> [Your objective] Find the line containing "Mark one point on each instance of the landscaping". Retype it and every line after it through the end of the entries, exactly as written, with nothing added.

> [Material]
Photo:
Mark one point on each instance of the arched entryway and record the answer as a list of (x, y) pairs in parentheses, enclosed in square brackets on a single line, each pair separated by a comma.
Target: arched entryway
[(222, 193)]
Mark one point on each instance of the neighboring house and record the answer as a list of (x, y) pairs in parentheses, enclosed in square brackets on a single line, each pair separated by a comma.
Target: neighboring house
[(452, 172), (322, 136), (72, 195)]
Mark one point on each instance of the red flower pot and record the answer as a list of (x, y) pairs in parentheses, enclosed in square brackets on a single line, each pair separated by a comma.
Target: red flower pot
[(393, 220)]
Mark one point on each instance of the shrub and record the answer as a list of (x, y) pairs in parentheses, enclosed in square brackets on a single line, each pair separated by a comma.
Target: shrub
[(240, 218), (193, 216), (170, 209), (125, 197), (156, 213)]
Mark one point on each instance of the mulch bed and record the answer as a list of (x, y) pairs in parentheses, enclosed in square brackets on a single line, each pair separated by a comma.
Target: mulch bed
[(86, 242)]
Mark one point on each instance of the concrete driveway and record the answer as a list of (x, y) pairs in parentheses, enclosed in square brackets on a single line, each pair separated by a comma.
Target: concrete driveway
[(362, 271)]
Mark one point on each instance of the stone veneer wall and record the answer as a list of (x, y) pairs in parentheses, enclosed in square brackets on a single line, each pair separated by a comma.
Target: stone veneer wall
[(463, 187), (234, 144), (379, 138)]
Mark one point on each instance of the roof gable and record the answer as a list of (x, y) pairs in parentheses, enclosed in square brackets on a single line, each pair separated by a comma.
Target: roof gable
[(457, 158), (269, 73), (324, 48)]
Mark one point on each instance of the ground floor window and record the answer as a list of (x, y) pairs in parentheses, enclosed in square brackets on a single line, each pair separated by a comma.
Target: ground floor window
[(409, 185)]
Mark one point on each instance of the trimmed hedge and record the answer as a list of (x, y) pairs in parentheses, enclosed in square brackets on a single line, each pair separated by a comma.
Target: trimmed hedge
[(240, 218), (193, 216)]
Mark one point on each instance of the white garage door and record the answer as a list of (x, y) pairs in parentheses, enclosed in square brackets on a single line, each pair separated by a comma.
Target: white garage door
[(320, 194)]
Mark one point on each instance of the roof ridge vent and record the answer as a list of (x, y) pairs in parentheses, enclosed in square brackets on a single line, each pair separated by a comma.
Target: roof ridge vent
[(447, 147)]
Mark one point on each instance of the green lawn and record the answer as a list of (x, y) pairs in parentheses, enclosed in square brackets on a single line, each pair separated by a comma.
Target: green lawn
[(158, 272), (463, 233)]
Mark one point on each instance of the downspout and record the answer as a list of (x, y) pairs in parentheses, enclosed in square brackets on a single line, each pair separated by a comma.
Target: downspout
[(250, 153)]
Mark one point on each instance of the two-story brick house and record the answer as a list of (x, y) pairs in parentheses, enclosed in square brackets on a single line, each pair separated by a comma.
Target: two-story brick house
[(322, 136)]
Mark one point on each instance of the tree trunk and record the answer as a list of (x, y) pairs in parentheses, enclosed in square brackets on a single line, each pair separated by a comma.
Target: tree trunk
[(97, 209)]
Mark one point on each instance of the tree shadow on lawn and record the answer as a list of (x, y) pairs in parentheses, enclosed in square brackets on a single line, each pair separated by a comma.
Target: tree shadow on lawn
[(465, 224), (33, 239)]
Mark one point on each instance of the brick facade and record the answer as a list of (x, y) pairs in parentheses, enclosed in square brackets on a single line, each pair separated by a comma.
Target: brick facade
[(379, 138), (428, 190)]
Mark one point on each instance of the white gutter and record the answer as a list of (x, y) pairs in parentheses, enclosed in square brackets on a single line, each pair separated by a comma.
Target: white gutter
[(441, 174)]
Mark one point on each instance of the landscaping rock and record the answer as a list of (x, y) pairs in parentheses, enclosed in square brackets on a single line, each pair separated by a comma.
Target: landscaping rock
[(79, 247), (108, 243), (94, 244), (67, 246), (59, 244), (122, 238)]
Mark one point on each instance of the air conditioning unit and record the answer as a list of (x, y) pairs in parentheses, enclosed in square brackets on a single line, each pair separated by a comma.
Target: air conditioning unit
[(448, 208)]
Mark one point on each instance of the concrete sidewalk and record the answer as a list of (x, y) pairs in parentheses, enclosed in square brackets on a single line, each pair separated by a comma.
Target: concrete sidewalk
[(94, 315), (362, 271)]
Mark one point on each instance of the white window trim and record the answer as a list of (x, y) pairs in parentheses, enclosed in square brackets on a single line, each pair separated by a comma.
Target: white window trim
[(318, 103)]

> [Result for this task]
Mark one point on each instance of the landscaping rock and record the answer as a list of (x, y) pairs in parentheses, enclosed in square brackets on a single line, each pair separated by a comma.
Target: landscaping rock
[(79, 247), (108, 243), (94, 244), (67, 246), (59, 244), (122, 238)]
Mark one point on each instance of the air conditioning unit and record the answer as a list of (x, y) pairs in parentheses, enclosed in square brackets on a single line, each pair separated by a comma.
Target: air conditioning unit
[(448, 208)]
Mark one point on each instance of the concrete sidewalk and record the answer as a list of (x, y) pairs in parentheses, enclosed in square brackets on a single line, each pair separated by a comma.
Target: concrete sidewalk
[(94, 315), (362, 271)]
Mark one point on each instance of the white window trim and record the answer as a list of (x, y) pairs in parentheses, enclosed in square brackets on a single line, each pair separated by a comma.
Target: white window trim
[(318, 103)]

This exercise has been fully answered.